## AUFGABE
Zähle die Zeilen, in denen das Wort „boat“ vorkommt, und gib nur ihre Anzahl an. Groß- und Kleinschreibung wird dabei unterschieden.

┄┄┄┄┄┄

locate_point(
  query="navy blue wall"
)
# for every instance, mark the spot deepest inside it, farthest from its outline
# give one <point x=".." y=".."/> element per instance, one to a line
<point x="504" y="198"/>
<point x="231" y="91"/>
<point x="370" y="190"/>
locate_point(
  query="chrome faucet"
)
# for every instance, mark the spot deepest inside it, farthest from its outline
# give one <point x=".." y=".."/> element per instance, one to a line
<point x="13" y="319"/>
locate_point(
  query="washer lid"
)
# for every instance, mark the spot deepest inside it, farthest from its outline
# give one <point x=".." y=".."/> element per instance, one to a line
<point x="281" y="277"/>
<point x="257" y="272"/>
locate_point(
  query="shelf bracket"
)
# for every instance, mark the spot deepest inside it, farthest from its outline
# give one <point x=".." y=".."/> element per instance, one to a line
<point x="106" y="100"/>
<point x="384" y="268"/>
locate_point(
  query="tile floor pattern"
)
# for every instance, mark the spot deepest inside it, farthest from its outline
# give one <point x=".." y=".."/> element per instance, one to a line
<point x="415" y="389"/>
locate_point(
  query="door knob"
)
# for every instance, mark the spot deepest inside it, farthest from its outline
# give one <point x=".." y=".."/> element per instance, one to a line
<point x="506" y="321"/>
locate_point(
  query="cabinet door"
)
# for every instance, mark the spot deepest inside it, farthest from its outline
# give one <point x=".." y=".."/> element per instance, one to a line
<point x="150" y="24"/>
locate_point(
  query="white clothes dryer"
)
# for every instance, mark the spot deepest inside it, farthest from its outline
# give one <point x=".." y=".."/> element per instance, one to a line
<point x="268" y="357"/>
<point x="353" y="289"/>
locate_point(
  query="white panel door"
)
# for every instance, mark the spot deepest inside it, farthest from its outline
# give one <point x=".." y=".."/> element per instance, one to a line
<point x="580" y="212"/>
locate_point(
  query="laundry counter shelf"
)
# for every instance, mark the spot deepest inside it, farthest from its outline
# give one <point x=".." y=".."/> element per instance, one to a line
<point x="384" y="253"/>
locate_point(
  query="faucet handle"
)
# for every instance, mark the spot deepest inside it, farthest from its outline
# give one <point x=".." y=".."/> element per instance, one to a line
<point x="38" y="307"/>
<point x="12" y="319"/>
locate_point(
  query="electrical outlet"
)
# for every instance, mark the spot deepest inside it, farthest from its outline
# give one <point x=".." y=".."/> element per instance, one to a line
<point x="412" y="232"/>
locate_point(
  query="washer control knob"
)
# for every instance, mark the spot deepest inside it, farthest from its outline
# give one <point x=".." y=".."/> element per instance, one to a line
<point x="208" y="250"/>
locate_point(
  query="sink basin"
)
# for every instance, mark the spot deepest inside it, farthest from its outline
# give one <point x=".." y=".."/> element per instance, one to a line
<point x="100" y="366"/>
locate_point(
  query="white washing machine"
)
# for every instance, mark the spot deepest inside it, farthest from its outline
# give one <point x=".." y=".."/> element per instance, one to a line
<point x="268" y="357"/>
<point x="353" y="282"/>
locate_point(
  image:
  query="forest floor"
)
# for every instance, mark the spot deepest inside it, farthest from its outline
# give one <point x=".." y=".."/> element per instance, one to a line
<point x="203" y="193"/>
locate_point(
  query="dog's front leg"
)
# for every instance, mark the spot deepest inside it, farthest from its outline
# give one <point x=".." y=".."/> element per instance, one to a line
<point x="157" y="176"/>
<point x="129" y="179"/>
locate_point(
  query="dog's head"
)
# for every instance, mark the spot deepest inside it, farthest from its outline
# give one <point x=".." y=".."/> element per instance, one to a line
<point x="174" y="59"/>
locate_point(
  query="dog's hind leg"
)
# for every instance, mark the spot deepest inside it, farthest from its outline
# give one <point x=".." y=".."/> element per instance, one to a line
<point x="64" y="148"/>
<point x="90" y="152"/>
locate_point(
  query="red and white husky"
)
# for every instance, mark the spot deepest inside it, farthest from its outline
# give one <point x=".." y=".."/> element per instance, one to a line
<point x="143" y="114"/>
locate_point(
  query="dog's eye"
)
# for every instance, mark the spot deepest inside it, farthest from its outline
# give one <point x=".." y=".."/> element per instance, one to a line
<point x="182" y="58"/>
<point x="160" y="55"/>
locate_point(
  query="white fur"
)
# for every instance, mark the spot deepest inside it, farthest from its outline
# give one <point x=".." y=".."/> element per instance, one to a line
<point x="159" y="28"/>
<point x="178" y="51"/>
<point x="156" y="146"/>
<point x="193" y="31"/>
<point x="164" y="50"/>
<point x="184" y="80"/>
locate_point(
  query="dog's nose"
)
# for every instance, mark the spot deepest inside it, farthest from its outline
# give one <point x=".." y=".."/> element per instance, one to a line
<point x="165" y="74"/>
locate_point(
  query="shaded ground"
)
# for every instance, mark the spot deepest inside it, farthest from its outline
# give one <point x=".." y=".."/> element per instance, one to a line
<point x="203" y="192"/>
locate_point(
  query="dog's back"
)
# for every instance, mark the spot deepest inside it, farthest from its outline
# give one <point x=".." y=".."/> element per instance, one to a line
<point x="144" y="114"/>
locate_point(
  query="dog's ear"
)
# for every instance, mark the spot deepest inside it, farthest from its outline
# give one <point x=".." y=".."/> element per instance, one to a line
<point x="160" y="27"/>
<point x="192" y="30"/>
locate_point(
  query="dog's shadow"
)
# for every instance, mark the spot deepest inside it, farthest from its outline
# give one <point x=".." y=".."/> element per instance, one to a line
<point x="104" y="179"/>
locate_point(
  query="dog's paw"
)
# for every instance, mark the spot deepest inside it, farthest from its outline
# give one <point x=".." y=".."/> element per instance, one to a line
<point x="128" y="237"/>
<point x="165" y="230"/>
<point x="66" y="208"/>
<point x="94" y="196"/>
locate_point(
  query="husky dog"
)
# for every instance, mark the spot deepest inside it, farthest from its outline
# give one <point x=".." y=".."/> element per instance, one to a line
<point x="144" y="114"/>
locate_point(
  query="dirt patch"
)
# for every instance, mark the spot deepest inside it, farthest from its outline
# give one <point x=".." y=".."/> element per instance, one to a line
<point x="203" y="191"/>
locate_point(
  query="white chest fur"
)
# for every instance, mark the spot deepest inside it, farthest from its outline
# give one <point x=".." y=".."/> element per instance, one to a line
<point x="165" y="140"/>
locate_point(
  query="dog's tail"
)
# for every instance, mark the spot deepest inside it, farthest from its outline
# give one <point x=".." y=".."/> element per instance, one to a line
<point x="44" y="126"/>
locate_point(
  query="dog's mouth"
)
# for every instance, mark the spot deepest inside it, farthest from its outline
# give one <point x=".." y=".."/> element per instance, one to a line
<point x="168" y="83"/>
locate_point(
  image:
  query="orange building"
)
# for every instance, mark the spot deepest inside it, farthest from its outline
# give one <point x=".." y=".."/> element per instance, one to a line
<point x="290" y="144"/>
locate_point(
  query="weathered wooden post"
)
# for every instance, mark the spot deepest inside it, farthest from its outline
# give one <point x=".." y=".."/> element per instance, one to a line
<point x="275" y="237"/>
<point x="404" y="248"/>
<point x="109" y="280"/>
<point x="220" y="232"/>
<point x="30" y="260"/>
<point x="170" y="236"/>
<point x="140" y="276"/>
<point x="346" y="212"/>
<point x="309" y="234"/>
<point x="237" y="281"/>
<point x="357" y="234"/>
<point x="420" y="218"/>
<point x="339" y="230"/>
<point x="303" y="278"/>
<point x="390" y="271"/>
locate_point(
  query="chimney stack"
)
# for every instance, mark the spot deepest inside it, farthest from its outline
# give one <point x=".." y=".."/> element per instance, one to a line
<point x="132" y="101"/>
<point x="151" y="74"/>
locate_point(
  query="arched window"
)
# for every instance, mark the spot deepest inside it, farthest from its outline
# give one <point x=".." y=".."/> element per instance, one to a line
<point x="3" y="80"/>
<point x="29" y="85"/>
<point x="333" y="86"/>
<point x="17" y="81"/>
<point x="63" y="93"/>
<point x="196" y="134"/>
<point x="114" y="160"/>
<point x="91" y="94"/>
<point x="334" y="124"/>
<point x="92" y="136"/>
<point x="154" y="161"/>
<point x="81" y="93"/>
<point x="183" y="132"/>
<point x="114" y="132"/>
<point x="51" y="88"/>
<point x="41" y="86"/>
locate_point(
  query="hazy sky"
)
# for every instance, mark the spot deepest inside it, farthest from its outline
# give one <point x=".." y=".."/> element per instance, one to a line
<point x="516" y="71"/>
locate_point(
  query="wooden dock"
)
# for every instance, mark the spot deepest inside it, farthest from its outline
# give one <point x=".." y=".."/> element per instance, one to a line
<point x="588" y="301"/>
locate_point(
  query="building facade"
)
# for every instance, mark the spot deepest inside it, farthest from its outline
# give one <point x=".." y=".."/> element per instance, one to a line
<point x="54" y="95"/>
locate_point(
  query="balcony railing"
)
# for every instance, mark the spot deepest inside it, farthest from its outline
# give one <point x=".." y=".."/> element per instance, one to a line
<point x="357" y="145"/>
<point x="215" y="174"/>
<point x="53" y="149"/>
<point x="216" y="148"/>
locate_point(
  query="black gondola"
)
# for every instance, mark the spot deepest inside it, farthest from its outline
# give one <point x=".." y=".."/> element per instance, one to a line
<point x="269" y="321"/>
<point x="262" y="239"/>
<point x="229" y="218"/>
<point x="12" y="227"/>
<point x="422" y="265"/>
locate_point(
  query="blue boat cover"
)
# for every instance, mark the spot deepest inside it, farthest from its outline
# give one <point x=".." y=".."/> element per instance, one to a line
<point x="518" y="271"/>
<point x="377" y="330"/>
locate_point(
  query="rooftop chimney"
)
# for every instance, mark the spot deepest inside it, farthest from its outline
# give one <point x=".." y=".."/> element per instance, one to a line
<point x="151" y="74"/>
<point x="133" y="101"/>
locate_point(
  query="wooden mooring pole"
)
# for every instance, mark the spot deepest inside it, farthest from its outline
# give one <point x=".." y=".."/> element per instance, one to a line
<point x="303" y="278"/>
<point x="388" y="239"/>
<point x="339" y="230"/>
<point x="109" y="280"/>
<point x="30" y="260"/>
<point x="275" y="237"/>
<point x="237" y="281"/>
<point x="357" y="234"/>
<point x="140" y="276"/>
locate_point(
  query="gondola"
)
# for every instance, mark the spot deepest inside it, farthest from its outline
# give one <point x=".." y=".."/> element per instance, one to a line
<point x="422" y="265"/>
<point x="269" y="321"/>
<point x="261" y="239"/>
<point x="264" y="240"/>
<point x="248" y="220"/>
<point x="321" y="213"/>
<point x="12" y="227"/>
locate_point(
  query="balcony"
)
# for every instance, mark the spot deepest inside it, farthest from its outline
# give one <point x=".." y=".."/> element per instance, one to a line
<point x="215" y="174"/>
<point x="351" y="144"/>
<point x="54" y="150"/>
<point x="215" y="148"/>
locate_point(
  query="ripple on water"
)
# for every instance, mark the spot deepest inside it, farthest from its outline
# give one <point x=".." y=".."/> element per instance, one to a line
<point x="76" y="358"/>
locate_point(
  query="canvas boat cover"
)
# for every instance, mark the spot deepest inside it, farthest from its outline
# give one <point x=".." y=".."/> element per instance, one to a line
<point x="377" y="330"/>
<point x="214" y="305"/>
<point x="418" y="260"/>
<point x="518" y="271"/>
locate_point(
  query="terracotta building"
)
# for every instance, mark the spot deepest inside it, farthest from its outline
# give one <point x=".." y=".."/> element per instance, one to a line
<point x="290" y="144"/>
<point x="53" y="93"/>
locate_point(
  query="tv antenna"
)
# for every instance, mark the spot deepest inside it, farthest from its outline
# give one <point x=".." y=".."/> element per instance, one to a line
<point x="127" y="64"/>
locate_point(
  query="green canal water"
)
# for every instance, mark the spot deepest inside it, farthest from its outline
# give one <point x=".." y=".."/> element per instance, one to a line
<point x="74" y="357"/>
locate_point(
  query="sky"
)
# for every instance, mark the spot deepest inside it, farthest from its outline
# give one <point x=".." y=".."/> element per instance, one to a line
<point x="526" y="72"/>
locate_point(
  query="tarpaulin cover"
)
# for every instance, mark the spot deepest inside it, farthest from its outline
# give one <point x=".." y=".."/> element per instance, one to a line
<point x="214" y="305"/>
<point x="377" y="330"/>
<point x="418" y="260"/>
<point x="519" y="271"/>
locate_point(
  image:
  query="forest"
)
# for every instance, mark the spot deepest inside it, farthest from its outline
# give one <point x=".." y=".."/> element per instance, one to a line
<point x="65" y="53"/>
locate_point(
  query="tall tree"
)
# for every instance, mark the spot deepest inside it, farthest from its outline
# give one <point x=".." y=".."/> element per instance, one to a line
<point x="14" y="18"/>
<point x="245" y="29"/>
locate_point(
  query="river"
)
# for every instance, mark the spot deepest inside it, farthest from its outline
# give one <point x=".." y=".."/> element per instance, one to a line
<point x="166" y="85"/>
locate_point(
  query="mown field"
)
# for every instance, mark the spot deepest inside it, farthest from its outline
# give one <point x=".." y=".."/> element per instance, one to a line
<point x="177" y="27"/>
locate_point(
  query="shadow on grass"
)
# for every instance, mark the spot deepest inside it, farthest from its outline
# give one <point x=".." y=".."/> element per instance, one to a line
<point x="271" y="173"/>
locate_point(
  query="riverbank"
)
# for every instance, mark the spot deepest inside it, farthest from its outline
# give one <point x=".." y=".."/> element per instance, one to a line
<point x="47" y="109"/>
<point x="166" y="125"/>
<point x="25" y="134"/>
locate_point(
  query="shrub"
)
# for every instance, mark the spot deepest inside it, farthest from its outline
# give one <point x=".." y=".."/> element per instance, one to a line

┄┄┄┄┄┄

## LÖSUNG
2